-- PAGE TEXT --
— Begin —

Existence of Greatest Common Divisor/Proof 1
Theorem
Let $a, b \in \Z$ be integers such that $a \ne 0$ or $b \ne 0$.
Then the greatest common divisor of $a$ and $b$ exists.
Proof
Proof of Existence
This is proved in Greatest Common Divisor is at least $1$.
$\Box$
Proof of there being a Largest
Without loss of generality, suppose $a \ne 0$.
First we note that from Absolute Value of Integer is not less than Divisors:
- $\forall c \in \Z: \forall a \in \Z_{>0}: c \divides a \implies c \le \size c \le \size a$
The same applies for $c \divides b$.

— End —

-- DATA --
— Begin —

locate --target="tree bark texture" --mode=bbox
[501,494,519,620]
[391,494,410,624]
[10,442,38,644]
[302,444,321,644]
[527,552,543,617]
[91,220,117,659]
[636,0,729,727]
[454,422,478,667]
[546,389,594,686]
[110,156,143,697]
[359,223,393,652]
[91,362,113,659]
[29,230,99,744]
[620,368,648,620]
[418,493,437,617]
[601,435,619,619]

— End —

-- WRITTEN EXERCISE --
Continue the proof above that the greatest common divisor of two integers exists, picking up after "The same applies for $c \divides b$."

-- WRITTEN ANSWER --
Now we have three different results depending on $a$ and $b$:
| \(\ds a \ne 0 \land b \ne 0\) | \(\implies\) | \(\ds \gcd \set {a, b} \le \min \set {\size a, \size b}\) | ||||||||||||
| \(\ds a = 0 \lor b = 0\) | \(\implies\) | \(\ds \gcd \set {a, b} = \max \set {\size a, \size b}\) | ||||||||||||
| \(\ds a = b = 0\) | \(\implies\) | \(\ds \forall x \in \Z: x \divides a \land x \divides b\) |
So if $a$ and $b$ are both zero, then any $n \in \Z$ divides both, and there is no greatest common divisor.
This is why the proviso that $a \ne 0 \lor b \ne 0$.
So we have proved that common divisors exist and are bounded above.
Therefore, from Set of Integers Bounded Above by Integer has Greatest Element there is always a greatest common divisor.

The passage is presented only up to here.